I am grateful for the Cursillo movement and how living in the Fourth day has immeasurably enriched my life. I am surrounded by men and women who have redirected their orientation toward God and we all live to support, strengthen and pray for each other. Greg Hanchett, Ken Jeschke, Rick Hays, Rick Ahmann, Chris Curtis, Paul Baker, Dennis O’Reilly, Andy Nickol, Oliver Yuhas, Dan O’Brien, Jim McConnell and so on are just few of those whom I call brother. For them, and all the others, I am deeply thankful. They have walked with me as my thirst for learning about our faith has been kindled and now burst into flame. Thank you to all of you for giving me an audience and support to pursue a course I believe I was always meant to follow.


Finally, I am grateful that I have been granted the ability to appreciate the little things in life. To be able to stop and just gaze at a sliver of orange tinted clouds on the morning horizon or to be able to watch a full moon burst up over the south hills and shine its cold light down on my yard is a miracle to me. I also love to see and hear birds that come to my waterfall and fountain to drink and splash around in play, to watch the deer lying peacefully beneath the hedge bordering my front yard and to smile at the rabbits playing in the grass and then hiding in the juniper shrubs when danger passes. These all bring me delight and appreciation.


Life as a Benedictine Oblate has slowed down the pace of my life that I might let time slow and silence grow and those spaces Celtic spirit has nourished an understanding of God’s presence not just everywhere but in the earth, water, sky and sun which from our human life emerged. For things I am also grateful.

Finally, to stand knee deep in a cold river and casting a fly to place where I hope a fish might right rise is how a loving God has chosen to reveal to me many of the mysteries of life, the most important of which is why I am here. I am not only grateful for this, I am at peace.


Day 4 of 4. There is much left unsaid,

Sunday, September 28, 2014

Day 3 of 4 -Gratitude Challenge

“Give thanks to the Lord for he is good, his love endures forever.” Psalm 118 from Sunday Morning Prayer, Liturgy of the Hours.


This has been a full day from the time my feet hit the floor until now. Beginning with Morning Prayer, the fullness itself is reason enough to be grateful. After Morning Prayer came Sunday morning coffee with quiet conversation and a half-hearted perusal of the newspaper in the company of Lori and her brother Brian while we discussed how the day – Lori’s birthday would play out. I am always grateful for those quiet moments on a weekend morning as way of starting out the day together.

Written tasks –
1) Answer these questions using the passage.
(a) Which movement is the writer grateful for at the start of the passage?
(b) Where do the deer lie peacefully?
(c) Whose birthday was discussed over Sunday morning coffee?
2) Write out part of the passage word for word, starting with "Finally, to stand" and going on through "of the Hours.".

Data entries –
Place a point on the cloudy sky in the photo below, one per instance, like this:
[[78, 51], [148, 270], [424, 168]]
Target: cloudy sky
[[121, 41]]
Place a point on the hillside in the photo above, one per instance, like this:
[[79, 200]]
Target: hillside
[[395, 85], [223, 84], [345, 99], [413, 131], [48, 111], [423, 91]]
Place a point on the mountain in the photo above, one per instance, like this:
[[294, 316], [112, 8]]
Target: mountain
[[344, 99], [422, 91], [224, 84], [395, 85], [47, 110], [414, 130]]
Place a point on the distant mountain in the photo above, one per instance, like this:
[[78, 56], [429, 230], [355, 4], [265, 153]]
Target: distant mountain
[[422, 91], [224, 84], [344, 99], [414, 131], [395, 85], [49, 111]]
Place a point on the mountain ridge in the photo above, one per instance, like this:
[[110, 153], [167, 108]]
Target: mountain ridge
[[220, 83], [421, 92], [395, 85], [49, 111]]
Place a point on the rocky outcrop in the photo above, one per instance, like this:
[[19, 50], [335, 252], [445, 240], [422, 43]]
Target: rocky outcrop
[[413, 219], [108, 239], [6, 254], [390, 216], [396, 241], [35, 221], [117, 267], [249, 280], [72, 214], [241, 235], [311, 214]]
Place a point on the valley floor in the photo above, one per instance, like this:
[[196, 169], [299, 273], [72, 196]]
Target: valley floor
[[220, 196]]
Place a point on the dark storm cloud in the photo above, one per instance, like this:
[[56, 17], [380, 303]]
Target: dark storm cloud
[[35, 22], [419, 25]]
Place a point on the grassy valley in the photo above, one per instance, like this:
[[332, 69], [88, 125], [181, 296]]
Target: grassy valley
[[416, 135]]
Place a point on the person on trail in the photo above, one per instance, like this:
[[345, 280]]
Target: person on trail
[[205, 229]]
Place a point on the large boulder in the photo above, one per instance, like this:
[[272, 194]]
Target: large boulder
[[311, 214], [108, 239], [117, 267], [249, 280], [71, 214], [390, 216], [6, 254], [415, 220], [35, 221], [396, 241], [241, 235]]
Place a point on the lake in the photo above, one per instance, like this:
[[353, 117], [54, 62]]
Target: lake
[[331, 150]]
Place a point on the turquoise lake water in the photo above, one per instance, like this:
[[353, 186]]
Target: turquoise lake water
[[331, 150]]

Per-task answers –
1)
(a) The Cursillo movement.
(b) Beneath the hedge bordering the front yard.
(c) Lori's.

2)
Finally, to stand knee deep in a cold river and casting a fly to place where I hope a fish might right rise is how a loving God has chosen to reveal to me many of the mysteries of life, the most important of which is why I am here. I am not only grateful for this, I am at peace.


Day 4 of 4. There is much left unsaid,

Sunday, September 28, 2014

Day 3 of 4 -Gratitude Challenge

“Give thanks to the Lord for he is good, his love endures forever.” Psalm 118 from Sunday Morning Prayer, Liturgy of the Hours.